Balanced Audio Technology VK-D5 CD player Measurements part 2

This slightly higher noise floor can be seen in the high-resolution jitter spectrum (fig.6) (footnote 1). The grayed-out trace is the Meridian's noise floor, which is close to the theoretical 16-bit limit; the black trace is that of the BAT, which can be seen to be between 9dB and 13dB higher. I suspect the noise comes from the passive I/V topology used by the BAT player. While this gives better performance in many areas compared with the ubiquitous topology featuring an op-amp chip, the price to pay is an increase in random (thermal) noise.

Fig.6 BAT VK-D5, high-resolution jitter spectrum of analog output signal (11.025kHz at -10dBFS with LSB toggled at 229Hz). Center frequency of trace, 11.025kHz; frequency range, ±3.5kHz. Grayed-out spectrum is that of the Meridian 508.24.

+++

**Exercise aim**
Write out the portion of the CD player measurements text starting with "Balanced Audio Technology" and going on through "random (thermal) noise.", word for word. The entries after this point come from a different source.

(Part of a data file)

+++

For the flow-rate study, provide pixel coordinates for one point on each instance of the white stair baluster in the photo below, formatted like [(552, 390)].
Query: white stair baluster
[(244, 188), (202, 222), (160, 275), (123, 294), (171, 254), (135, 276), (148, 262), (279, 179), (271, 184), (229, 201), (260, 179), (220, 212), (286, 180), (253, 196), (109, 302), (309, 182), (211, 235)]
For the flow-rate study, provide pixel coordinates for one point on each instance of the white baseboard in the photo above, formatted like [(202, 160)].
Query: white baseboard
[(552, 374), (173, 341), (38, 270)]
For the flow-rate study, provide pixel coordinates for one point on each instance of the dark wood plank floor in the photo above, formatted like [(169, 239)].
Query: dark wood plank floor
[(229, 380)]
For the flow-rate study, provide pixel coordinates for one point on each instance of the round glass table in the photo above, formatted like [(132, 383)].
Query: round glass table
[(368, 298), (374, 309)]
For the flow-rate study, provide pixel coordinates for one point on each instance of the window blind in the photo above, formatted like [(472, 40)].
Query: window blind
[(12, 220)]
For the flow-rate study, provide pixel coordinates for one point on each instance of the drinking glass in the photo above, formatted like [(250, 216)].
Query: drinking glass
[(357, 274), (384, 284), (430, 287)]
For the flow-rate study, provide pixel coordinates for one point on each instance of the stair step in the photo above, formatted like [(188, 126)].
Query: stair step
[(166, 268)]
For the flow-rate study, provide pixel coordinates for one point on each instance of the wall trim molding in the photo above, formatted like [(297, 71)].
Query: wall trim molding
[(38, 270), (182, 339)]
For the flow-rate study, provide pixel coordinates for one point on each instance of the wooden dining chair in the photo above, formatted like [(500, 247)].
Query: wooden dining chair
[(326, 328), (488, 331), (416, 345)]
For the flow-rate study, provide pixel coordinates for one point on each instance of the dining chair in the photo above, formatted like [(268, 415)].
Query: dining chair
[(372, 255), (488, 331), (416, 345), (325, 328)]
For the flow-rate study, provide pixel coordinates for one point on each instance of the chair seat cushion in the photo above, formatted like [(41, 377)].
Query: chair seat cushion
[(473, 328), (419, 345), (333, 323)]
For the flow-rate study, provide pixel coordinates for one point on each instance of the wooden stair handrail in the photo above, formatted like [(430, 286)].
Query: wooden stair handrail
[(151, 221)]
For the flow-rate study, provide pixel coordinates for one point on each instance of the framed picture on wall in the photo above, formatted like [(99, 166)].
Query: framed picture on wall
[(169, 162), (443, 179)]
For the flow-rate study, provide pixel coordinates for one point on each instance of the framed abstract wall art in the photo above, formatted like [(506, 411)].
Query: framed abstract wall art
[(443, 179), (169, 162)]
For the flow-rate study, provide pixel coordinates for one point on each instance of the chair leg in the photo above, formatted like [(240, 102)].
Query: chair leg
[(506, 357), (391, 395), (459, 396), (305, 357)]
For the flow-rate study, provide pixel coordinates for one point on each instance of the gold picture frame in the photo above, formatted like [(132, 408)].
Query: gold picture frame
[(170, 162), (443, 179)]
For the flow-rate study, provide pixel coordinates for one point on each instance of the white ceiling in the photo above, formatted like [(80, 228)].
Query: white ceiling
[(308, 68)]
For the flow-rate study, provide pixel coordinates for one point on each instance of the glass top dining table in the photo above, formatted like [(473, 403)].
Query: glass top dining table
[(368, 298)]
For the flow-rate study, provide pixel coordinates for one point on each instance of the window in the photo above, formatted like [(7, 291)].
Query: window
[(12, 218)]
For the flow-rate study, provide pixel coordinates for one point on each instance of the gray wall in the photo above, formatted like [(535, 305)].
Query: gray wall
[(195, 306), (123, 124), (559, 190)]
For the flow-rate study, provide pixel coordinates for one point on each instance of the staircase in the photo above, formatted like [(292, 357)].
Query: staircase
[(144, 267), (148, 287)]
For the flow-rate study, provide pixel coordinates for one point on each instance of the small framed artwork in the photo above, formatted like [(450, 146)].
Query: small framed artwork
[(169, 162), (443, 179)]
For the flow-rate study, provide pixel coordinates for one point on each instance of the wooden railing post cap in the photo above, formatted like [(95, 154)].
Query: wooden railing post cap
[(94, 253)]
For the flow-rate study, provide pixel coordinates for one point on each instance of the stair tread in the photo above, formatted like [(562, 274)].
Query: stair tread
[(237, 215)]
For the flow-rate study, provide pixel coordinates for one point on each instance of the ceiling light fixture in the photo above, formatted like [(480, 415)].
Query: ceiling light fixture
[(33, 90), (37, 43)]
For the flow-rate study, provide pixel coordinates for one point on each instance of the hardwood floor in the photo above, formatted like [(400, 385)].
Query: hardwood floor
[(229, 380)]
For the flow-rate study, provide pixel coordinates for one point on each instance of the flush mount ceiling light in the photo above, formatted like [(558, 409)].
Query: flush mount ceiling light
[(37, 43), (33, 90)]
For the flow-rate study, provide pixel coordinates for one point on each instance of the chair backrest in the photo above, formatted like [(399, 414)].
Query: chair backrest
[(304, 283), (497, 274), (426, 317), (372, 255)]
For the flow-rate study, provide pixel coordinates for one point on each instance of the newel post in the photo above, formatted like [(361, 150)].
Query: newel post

+++

**Finished answer**
Balanced Audio Technology VK-D5 CD player Measurements part 2

This slightly higher noise floor can be seen in the high-resolution jitter spectrum (fig.6) (footnote 1). The grayed-out trace is the Meridian's noise floor, which is close to the theoretical 16-bit limit; the black trace is that of the BAT, which can be seen to be between 9dB and 13dB higher. I suspect the noise comes from the passive I/V topology used by the BAT player. While this gives better performance in many areas compared with the ubiquitous topology featuring an op-amp chip, the price to pay is an increase in random (thermal) noise.